PROVIDED TEXT Start Marker
Cancer is one of the leading causes of death in the world today. Researchers are constantly speculating about what causes it. A recent study showed that taller people might have a higher cancer risk, because they have more cells in their body. But a new study shows that elephants, which are huge, have an extremely low cancer rate even though they have way more cells than humans.
The New York Times reports on the low cancer rate in elephants.
Why do elephants have low cancer rates?
How could this information help humans?
“A number of scientists have speculated that large, long-lived animals must evolve extra cancer-fighting weapons; and if that’s true, they reason, then the biggest, longest-lived animals should have an especially big arsenal,” according to The New York Times.
Scientists report that humans only have one copy of a cancer suppressing gene whereas elephants have twenty copies of this gene. How does the gene work? It helps damaged cells repair themselves or self destruct when they have any exposure to substances that cause cancer.
Researchers are saying that if research confirms that these extra genes make all the difference then they can create drugs that will mimic the effect of these.
What research did the scientists do to come to these conclusions?
PROVIDED TEXT End Marker
DATA BELOW Start Marker
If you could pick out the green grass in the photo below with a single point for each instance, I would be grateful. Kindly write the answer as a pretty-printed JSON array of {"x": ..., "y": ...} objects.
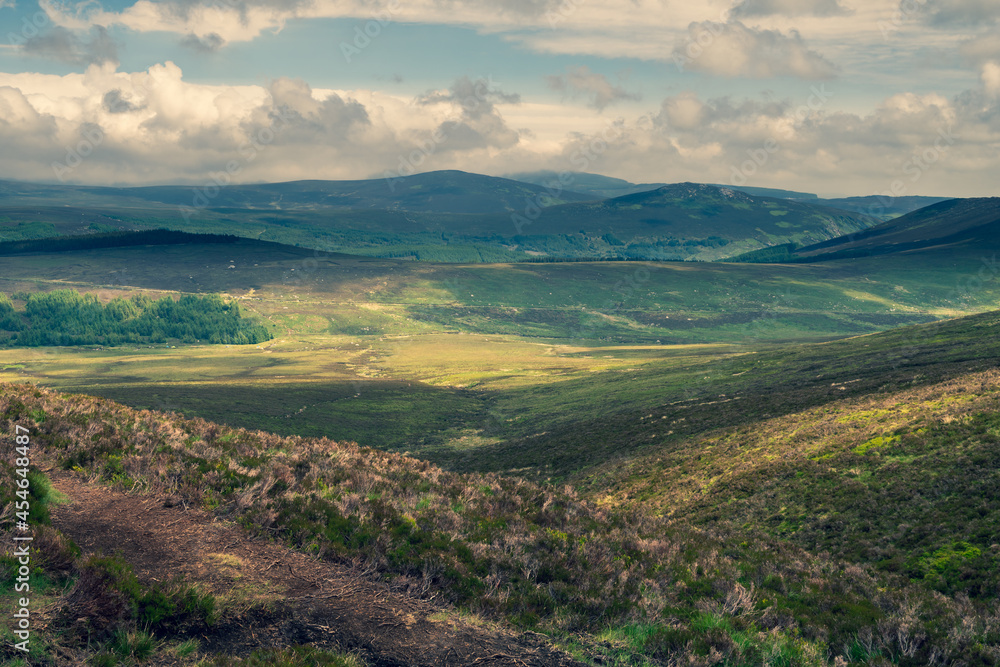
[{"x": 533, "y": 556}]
DATA BELOW End Marker
#### THE TASK:
Print the passage of the elephant cancer text between "Researchers are saying" and "to these conclusions?", inclusive, with no changes.

#### TASK RESULT:
Researchers are saying that if research confirms that these extra genes make all the difference then they can create drugs that will mimic the effect of these.
What research did the scientists do to come to these conclusions?